**What you need to do:** The lines to print run from the top of the material below to the line with "column 563, row 347", inclusive; please copy them exactly, without pictures.

**Data for analysis:**

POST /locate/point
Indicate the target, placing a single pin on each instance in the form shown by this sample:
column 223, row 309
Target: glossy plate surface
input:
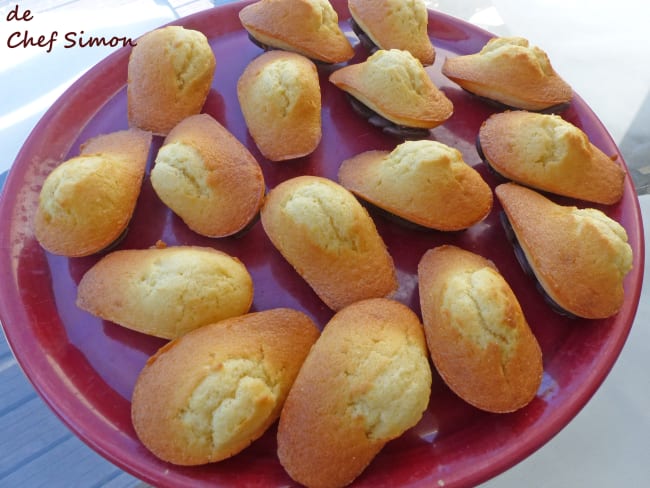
column 85, row 368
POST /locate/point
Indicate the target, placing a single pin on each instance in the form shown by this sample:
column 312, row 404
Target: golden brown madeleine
column 166, row 292
column 579, row 256
column 86, row 203
column 169, row 76
column 395, row 85
column 424, row 182
column 395, row 24
column 208, row 178
column 510, row 71
column 548, row 153
column 330, row 240
column 477, row 334
column 279, row 95
column 366, row 381
column 307, row 27
column 207, row 395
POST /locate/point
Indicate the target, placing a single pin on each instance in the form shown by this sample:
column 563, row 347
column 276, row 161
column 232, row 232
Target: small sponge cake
column 510, row 71
column 169, row 76
column 365, row 381
column 208, row 178
column 307, row 27
column 166, row 292
column 207, row 395
column 546, row 152
column 424, row 182
column 580, row 256
column 395, row 85
column 477, row 334
column 87, row 202
column 279, row 95
column 330, row 240
column 395, row 24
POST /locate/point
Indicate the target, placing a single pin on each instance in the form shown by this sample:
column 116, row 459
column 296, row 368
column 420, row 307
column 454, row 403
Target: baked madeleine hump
column 330, row 240
column 395, row 85
column 395, row 24
column 370, row 374
column 170, row 73
column 208, row 178
column 86, row 203
column 166, row 292
column 308, row 27
column 546, row 152
column 424, row 182
column 580, row 256
column 479, row 339
column 279, row 95
column 510, row 71
column 206, row 396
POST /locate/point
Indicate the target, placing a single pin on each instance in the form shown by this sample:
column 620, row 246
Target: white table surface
column 601, row 48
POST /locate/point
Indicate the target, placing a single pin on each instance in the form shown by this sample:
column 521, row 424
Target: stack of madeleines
column 229, row 373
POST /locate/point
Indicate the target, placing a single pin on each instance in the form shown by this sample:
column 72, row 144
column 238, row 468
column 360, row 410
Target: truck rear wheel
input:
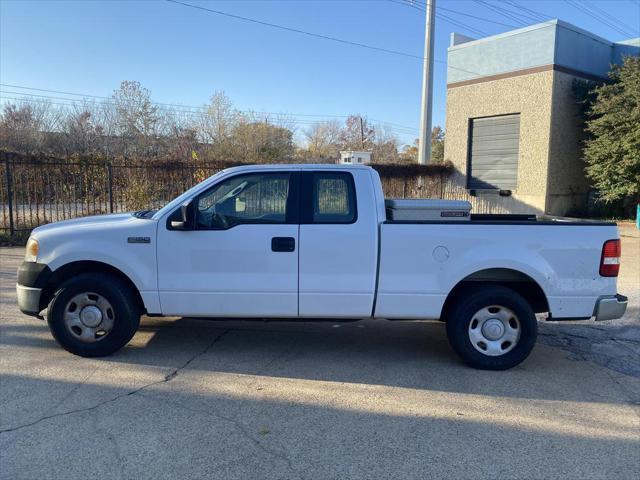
column 492, row 328
column 93, row 315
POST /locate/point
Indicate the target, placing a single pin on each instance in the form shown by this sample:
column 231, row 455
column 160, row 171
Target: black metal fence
column 36, row 193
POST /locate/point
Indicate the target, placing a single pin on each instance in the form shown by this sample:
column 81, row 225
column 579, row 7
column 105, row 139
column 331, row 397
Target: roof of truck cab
column 296, row 166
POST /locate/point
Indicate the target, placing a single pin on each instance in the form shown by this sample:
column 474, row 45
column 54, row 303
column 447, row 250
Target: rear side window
column 333, row 199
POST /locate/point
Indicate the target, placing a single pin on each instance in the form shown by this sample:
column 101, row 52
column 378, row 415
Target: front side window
column 251, row 198
column 333, row 198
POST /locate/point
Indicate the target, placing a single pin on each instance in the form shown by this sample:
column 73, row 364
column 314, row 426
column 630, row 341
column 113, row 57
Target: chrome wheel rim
column 89, row 317
column 494, row 330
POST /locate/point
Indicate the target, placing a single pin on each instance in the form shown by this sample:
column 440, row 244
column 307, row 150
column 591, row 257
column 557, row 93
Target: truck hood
column 97, row 220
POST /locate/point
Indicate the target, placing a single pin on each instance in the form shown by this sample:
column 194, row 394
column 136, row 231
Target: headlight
column 31, row 254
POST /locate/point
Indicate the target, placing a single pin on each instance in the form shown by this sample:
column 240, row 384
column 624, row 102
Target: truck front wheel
column 492, row 328
column 93, row 315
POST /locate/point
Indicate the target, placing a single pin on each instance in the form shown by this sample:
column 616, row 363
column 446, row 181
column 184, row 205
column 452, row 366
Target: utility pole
column 424, row 152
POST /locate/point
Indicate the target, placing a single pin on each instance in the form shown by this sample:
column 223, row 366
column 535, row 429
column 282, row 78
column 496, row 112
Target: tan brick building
column 512, row 125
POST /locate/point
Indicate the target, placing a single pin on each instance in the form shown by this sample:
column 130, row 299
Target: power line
column 316, row 35
column 70, row 102
column 505, row 13
column 584, row 8
column 482, row 19
column 634, row 31
column 524, row 12
column 295, row 30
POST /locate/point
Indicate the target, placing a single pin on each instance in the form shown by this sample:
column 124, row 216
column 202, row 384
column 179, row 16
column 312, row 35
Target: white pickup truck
column 317, row 242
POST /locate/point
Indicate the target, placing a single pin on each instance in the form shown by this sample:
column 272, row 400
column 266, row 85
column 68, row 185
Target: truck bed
column 509, row 219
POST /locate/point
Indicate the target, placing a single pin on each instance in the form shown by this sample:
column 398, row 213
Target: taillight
column 610, row 260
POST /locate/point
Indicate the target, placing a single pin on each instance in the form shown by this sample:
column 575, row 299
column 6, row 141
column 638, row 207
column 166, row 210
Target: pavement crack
column 167, row 378
column 176, row 371
column 240, row 427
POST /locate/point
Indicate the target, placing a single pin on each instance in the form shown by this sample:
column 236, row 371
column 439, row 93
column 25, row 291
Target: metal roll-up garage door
column 493, row 152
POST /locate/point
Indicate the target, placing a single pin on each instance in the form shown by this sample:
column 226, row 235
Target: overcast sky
column 183, row 54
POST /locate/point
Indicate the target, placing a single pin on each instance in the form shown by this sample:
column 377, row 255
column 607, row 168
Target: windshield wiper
column 144, row 213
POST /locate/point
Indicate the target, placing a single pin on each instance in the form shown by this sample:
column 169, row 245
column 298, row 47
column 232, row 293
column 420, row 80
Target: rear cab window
column 330, row 198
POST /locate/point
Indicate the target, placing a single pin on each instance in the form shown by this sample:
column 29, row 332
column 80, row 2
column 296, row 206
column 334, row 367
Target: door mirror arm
column 187, row 217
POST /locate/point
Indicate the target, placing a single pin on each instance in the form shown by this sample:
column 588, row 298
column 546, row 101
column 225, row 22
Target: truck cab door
column 338, row 244
column 240, row 258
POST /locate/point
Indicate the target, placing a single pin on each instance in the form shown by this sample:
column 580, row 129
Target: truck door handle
column 283, row 244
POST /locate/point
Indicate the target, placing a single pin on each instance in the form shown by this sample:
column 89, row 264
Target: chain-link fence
column 36, row 193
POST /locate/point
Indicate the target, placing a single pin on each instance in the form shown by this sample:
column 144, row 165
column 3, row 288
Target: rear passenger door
column 338, row 244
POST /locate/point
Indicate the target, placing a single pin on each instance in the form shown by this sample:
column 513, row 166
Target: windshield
column 144, row 213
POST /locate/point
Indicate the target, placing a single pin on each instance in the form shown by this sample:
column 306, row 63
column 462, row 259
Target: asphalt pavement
column 370, row 399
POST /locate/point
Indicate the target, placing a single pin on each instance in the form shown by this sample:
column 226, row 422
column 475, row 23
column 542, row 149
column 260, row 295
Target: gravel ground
column 370, row 399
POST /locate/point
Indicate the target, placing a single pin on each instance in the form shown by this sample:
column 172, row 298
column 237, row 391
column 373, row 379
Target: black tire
column 125, row 310
column 461, row 316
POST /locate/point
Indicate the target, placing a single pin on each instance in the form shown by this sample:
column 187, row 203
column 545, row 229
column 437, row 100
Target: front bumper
column 32, row 279
column 609, row 308
column 29, row 299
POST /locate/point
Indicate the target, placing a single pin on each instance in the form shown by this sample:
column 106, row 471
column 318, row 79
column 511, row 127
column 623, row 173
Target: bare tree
column 24, row 125
column 136, row 117
column 323, row 139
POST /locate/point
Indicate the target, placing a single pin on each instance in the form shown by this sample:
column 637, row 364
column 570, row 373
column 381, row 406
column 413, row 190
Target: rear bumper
column 609, row 308
column 29, row 299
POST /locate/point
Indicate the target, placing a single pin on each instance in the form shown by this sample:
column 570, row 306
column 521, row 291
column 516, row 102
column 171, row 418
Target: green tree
column 612, row 147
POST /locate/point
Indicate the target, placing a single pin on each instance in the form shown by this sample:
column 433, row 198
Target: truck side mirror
column 187, row 216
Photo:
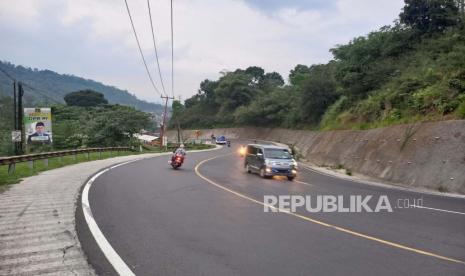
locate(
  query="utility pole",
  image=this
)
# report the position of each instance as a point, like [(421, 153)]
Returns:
[(18, 116), (162, 130)]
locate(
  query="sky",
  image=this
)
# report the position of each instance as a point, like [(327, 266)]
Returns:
[(93, 39)]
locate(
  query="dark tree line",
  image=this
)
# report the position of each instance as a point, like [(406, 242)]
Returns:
[(412, 70)]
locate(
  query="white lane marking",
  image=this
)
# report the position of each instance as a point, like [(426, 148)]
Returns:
[(115, 260), (436, 209), (304, 183), (118, 264)]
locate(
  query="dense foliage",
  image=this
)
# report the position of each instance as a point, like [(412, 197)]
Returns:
[(79, 127), (411, 71), (85, 98)]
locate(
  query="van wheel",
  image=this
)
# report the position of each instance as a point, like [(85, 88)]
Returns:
[(262, 173)]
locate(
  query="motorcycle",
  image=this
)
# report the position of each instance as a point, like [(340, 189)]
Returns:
[(177, 161)]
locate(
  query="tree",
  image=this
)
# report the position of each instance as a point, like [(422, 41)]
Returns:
[(85, 98), (318, 93), (298, 74), (271, 80), (430, 15), (256, 73), (234, 89)]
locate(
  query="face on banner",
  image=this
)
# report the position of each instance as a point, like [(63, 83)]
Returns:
[(38, 125)]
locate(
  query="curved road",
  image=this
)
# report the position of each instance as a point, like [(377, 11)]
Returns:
[(166, 222)]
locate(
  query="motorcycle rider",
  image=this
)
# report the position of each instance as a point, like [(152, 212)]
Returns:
[(179, 151)]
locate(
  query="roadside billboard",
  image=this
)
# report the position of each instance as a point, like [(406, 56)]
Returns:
[(38, 125)]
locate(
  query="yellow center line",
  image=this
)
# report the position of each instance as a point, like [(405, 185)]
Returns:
[(337, 228)]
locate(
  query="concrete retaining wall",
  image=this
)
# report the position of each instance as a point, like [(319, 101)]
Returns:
[(430, 155)]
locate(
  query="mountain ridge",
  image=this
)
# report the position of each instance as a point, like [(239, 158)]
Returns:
[(50, 87)]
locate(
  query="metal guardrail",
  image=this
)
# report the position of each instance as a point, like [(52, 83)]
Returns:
[(11, 161)]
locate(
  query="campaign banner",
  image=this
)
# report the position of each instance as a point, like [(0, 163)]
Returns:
[(38, 125)]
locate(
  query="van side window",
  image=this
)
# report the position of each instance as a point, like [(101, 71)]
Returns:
[(251, 150)]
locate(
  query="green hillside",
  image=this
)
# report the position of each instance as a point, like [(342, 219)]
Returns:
[(51, 88), (411, 71)]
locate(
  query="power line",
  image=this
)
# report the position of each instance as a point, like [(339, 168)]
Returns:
[(172, 51), (155, 47), (140, 49)]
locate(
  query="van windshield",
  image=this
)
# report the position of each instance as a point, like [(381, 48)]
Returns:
[(277, 154)]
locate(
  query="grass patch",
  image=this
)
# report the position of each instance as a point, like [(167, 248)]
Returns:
[(23, 170)]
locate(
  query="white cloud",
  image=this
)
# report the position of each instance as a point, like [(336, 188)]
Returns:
[(210, 35)]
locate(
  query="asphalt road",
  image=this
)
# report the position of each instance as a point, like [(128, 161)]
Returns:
[(166, 222)]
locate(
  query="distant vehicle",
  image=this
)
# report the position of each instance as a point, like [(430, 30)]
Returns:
[(268, 160), (242, 151), (221, 140), (176, 161)]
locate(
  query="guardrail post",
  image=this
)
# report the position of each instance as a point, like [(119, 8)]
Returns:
[(11, 168)]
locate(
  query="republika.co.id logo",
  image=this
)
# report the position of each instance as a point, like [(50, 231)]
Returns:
[(332, 203)]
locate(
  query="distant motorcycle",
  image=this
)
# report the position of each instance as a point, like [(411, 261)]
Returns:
[(177, 161)]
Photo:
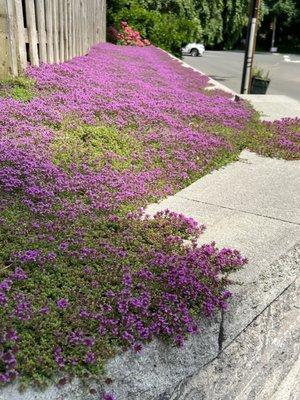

**Solution for this exercise:**
POST /locate/point
Indicate the target, placing a single pin on each instance in the form shown by this sample:
column 223, row 309
Target: glossy plate surface
input:
column 85, row 368
POST /locate/point
Indicate the target, placing a single pin on each instance in the form shown by this sample:
column 312, row 404
Target: golden brown madeleine
column 166, row 292
column 579, row 256
column 86, row 203
column 169, row 76
column 395, row 85
column 424, row 182
column 395, row 24
column 208, row 178
column 510, row 71
column 548, row 153
column 330, row 240
column 477, row 334
column 279, row 95
column 366, row 381
column 307, row 27
column 207, row 395
POST /locate/point
Indicate the target, placing a single pin on each instance in the form shown by this sample:
column 563, row 347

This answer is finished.